STATED PROBLEM
Count the lines in the records below that contain the string "cargo", matching case exactly. What is that number? Give only the number.

DATA RECORDS

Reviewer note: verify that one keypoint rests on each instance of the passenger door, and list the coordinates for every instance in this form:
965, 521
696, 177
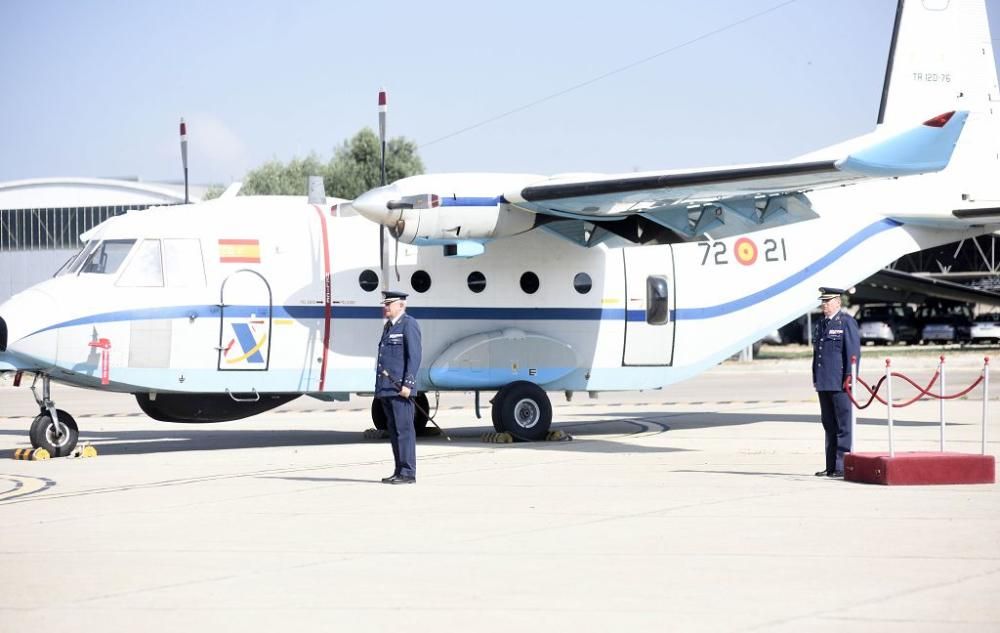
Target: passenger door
245, 322
650, 306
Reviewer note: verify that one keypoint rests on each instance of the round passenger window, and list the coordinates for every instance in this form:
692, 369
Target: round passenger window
368, 280
420, 281
476, 281
529, 282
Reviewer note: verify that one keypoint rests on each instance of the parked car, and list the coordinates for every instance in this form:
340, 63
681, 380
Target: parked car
883, 324
986, 328
946, 323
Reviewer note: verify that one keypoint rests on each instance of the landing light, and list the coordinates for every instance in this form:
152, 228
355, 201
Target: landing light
940, 120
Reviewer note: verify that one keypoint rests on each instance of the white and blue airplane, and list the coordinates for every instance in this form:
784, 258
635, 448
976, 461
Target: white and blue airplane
523, 284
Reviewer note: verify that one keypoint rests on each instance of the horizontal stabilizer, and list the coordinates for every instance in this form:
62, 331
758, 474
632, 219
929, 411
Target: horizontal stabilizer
923, 149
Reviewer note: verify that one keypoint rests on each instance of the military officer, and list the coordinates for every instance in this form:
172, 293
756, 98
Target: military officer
395, 383
835, 341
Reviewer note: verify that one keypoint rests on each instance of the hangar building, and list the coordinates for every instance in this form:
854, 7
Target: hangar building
41, 219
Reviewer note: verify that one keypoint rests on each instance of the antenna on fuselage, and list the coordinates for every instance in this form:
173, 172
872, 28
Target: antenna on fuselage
383, 106
184, 155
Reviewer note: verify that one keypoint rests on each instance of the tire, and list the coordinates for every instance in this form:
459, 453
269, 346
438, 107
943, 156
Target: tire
43, 434
419, 418
378, 415
523, 410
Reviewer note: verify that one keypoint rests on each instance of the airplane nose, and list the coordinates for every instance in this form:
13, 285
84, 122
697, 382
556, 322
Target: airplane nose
22, 327
374, 205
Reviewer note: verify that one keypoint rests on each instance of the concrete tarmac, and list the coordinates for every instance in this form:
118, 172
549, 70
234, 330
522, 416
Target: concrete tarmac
693, 508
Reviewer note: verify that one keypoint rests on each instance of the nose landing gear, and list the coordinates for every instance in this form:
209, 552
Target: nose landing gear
52, 429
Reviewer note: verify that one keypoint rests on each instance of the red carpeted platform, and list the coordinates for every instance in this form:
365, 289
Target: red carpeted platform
919, 468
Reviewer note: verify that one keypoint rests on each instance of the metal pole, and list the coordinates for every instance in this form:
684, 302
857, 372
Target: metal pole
184, 157
986, 395
854, 411
888, 401
941, 399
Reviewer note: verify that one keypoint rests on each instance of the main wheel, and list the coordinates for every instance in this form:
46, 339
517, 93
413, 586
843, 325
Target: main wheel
44, 435
523, 410
378, 415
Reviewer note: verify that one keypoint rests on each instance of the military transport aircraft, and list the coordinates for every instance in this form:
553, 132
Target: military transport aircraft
523, 284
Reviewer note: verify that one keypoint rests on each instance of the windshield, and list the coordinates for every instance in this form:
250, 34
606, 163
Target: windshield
107, 257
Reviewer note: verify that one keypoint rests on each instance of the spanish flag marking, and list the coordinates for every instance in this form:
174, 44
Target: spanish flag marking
239, 251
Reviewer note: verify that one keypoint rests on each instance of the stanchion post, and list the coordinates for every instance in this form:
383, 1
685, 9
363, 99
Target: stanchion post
854, 410
986, 395
888, 403
941, 399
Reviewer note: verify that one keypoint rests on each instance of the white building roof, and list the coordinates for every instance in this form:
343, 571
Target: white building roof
41, 193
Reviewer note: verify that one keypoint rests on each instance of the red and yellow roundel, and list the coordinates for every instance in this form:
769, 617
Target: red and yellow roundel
746, 251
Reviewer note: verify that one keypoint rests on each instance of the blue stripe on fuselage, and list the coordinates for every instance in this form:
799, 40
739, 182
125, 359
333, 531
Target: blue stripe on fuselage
499, 314
471, 201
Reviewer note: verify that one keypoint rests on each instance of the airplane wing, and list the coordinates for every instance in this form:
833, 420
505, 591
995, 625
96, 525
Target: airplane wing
733, 200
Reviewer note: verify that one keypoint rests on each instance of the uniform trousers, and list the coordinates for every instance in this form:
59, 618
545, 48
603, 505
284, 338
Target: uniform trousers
402, 436
835, 410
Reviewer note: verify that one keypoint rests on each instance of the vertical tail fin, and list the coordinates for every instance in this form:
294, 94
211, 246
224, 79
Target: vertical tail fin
941, 59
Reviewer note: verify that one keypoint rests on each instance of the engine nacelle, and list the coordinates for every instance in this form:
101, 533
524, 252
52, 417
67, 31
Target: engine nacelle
448, 208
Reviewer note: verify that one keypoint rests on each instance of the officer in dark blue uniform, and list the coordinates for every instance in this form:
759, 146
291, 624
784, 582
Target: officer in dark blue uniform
395, 384
835, 341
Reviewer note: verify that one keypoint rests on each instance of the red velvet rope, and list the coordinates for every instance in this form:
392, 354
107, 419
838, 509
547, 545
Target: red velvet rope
921, 391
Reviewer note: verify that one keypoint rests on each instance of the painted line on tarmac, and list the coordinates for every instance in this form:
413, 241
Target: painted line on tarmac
16, 486
670, 403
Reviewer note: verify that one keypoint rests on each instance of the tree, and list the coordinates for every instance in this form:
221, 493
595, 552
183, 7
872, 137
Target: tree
275, 178
354, 169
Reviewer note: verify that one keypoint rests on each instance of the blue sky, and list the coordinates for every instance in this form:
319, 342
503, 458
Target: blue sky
96, 88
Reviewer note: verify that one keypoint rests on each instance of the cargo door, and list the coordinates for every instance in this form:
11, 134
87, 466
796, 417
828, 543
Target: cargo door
650, 305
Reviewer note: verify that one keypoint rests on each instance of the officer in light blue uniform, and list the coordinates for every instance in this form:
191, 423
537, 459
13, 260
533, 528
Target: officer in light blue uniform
835, 341
395, 384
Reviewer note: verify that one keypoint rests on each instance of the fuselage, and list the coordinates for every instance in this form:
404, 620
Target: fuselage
272, 294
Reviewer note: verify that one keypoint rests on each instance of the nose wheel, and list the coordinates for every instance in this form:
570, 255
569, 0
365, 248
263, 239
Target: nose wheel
52, 429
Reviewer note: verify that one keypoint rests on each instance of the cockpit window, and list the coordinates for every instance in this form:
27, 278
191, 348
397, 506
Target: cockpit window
145, 269
107, 257
73, 264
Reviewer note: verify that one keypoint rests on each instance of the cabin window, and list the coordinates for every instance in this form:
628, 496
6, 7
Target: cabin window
420, 281
145, 269
657, 304
107, 257
368, 280
529, 282
476, 281
183, 262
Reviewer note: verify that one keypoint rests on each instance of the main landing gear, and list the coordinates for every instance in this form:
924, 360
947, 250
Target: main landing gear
520, 408
52, 429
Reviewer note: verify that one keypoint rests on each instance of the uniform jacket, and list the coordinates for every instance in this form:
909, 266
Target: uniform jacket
833, 345
398, 354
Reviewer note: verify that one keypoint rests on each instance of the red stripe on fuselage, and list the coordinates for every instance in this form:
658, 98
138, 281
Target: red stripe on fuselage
327, 296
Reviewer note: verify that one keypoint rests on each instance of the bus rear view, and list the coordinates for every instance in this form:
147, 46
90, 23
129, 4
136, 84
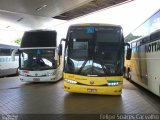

ANSWER BELOW
2